• Text excerpt
####
ReaDelay (left) excels at adding multiple short delays, while PreSonus’s Open Air (included in Studio One Professional) loads impulses to create room ambiances.
How you mix your music determines how listeners will hear your music. For decades, mixing was done through speakers, because that was the dominant way people heard music. A standard recommendation was not to mix through headphones—except as a reality check—because they distorted the sense of space and stereo separation.
Well, the world has changed. The retail value of headphone sales has gone from $1.8 billion in 2005 to $15.5 billion in 2017, and speakers are now about Bluetooth speakers and soundbars—not traditional stereo systems. So why should you care? Because that will influence how you mix your music, and there are some special considerations for guitar.
####
• Given information
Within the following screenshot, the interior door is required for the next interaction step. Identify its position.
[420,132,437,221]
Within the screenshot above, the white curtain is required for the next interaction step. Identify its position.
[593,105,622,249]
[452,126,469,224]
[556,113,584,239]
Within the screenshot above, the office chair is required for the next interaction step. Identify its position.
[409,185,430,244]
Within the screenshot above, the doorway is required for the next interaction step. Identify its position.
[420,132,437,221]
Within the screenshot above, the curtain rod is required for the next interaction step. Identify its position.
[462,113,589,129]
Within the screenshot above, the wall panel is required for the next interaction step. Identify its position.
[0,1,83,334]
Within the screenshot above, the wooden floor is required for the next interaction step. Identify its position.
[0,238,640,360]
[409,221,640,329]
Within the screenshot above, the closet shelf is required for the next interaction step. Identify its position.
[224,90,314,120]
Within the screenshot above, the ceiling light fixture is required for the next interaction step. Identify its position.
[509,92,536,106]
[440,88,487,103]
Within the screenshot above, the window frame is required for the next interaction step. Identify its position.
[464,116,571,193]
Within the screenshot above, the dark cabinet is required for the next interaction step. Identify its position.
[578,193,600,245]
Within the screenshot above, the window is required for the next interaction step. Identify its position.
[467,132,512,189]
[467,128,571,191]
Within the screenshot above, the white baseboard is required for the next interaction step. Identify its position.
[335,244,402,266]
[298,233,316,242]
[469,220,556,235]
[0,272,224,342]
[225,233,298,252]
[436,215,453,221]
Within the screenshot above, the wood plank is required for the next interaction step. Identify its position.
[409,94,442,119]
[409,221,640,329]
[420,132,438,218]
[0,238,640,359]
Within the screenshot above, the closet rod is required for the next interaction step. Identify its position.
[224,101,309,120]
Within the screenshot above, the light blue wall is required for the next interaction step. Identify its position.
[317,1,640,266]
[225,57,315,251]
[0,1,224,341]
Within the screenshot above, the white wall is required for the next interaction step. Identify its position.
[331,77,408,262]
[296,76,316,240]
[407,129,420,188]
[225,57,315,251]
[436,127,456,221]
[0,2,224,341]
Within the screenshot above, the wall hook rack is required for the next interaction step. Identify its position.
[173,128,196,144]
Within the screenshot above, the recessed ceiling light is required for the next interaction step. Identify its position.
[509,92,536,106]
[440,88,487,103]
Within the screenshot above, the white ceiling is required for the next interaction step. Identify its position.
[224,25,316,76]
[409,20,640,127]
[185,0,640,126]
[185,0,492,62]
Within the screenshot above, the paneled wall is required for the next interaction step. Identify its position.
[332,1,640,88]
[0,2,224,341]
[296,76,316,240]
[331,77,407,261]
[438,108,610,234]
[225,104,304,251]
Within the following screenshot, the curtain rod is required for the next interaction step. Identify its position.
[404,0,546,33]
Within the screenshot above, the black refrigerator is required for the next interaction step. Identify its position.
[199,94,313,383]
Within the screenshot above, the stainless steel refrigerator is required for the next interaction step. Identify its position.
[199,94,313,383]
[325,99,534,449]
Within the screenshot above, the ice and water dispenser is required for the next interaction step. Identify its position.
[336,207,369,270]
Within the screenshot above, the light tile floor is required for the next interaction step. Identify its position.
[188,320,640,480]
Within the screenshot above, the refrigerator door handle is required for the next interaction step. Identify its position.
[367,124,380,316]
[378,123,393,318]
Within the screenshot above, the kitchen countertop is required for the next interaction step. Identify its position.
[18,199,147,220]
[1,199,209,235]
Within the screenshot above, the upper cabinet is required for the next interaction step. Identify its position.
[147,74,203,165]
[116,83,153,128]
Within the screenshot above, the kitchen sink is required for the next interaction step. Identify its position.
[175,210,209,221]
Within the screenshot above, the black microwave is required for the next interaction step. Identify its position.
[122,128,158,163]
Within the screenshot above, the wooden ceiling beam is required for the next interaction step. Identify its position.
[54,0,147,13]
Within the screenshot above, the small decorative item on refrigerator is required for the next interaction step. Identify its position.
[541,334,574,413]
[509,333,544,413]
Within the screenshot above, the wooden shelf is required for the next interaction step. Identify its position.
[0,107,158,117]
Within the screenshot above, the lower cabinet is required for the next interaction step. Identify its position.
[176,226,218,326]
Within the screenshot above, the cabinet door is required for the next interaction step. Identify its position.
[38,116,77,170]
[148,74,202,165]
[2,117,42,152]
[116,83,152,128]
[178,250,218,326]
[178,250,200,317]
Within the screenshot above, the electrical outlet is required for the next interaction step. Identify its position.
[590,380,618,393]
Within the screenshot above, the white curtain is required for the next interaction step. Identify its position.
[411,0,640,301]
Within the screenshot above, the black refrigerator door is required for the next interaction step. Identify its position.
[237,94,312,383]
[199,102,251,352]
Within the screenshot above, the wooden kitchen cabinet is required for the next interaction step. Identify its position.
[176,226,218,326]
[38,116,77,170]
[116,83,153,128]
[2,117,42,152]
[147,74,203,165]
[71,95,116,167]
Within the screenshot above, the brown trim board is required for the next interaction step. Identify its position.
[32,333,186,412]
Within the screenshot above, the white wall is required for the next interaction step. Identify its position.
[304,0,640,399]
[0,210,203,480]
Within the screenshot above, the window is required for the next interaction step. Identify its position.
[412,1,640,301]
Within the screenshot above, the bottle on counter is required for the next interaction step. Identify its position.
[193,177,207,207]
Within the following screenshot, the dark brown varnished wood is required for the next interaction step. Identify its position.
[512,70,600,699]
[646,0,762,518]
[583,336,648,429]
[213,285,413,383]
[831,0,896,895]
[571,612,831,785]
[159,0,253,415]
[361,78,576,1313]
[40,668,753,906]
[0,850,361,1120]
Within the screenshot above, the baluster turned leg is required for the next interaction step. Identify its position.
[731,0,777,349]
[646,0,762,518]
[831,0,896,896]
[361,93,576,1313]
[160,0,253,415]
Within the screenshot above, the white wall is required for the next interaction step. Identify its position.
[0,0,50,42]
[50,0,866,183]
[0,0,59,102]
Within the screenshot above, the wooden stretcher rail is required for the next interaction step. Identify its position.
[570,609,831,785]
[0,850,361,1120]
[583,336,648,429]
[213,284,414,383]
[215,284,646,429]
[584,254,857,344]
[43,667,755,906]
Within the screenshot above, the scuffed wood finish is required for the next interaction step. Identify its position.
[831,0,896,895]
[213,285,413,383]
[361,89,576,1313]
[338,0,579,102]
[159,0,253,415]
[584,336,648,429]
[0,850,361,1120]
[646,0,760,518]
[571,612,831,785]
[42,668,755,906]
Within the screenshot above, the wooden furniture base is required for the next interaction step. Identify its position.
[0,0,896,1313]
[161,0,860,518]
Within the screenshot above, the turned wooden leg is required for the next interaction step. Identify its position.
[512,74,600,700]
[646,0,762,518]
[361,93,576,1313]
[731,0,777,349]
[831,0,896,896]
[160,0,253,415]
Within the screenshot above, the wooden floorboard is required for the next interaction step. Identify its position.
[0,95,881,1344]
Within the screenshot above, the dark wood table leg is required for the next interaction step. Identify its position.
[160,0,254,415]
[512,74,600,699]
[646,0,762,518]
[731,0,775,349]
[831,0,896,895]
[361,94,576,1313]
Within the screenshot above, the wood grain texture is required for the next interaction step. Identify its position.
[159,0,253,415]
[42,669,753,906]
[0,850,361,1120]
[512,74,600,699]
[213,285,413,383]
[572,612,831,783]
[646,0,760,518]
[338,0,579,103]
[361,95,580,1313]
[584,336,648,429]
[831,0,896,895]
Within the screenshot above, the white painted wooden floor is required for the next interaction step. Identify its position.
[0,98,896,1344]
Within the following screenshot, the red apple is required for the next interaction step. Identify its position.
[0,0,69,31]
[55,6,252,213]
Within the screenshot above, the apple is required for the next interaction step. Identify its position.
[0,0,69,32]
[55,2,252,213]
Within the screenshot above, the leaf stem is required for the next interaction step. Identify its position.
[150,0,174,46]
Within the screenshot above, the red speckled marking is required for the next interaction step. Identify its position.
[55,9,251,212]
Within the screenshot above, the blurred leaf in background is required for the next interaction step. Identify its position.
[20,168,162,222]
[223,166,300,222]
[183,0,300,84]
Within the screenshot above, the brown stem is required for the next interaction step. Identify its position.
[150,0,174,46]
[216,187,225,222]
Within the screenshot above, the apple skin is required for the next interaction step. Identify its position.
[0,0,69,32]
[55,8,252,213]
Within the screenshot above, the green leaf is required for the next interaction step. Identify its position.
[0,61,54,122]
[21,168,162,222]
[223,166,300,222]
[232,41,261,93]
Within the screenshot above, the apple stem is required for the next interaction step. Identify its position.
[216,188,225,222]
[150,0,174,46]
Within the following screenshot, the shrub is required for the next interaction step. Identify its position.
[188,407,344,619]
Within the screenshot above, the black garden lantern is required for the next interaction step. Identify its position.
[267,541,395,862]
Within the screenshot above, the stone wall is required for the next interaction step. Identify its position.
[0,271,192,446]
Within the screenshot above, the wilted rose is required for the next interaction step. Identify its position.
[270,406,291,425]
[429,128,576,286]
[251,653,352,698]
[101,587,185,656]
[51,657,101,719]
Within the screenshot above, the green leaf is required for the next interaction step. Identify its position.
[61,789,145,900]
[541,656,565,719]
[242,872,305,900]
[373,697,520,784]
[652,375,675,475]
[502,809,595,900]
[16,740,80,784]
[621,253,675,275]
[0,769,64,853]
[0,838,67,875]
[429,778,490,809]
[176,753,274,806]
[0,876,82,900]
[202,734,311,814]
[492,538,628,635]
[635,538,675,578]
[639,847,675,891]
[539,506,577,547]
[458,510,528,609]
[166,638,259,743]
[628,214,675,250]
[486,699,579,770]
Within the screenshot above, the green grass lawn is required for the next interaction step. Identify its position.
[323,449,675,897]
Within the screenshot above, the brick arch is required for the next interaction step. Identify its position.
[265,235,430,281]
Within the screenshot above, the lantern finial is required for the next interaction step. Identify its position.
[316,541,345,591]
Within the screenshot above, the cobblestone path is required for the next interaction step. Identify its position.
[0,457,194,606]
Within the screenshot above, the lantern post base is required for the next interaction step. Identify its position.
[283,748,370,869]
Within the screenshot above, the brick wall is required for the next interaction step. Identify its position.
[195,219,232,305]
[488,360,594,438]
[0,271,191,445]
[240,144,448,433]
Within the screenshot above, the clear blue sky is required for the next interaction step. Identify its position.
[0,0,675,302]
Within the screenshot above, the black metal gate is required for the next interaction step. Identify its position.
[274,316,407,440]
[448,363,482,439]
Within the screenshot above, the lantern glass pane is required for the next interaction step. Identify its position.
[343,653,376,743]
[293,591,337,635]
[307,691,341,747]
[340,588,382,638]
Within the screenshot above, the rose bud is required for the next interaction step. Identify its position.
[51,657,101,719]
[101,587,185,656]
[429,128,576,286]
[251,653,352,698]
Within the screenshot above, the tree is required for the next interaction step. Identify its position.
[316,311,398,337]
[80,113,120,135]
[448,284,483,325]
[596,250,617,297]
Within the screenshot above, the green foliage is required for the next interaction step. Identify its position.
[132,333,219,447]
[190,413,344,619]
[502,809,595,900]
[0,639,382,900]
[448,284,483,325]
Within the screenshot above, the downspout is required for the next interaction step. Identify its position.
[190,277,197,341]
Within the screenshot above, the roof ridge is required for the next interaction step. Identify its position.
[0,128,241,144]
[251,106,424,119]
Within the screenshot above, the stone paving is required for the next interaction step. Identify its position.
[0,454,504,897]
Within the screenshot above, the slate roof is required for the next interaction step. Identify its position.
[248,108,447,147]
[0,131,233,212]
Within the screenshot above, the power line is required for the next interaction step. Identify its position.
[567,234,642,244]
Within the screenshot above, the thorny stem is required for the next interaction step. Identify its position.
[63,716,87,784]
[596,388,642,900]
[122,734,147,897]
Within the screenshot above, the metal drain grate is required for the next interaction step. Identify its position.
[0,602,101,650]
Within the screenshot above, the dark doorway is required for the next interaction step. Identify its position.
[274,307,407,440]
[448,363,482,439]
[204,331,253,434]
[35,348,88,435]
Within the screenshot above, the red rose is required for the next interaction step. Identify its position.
####
• Short task A
In the mixing excerpt, what was the retail value of headphone sales in 2017?
• Short task B
Pick up the mixing excerpt right after its final sentence and continue it.
The data that come after the mixing excerpt are separate material.

• Exercise response A
$15.5 billion.

• Exercise response B
Guitars are mono instruments. If you take your guitar direct, or go through an amp sim, there will be no natural stereo imaging. Miking amps used to include at least some room ambiance (as would playing back tracks through speakers in a room), but now you need to add it yourself to avoid an artificial vibe. Many sims include reverb, but not many offer ambiance, aside from room reverb. Adding several low-level, stereo echoes from a tapped delay line can restore a sense of space. Cockos Reaper offers its ReaPlugs VST FX suite as a free download (currently Windows only) at reaper. fm/reaplugs. The suite includes a very useful tapped delay for adding lots of short delays. You can also use convolution reverb—such as the Open Air reverb in PreSonus Studio One Professional—and load a room-impulse response. There are many free impulses available on the net, like openairlib.net[1] and voxengo.com/impulses[2].
Guitar EQ.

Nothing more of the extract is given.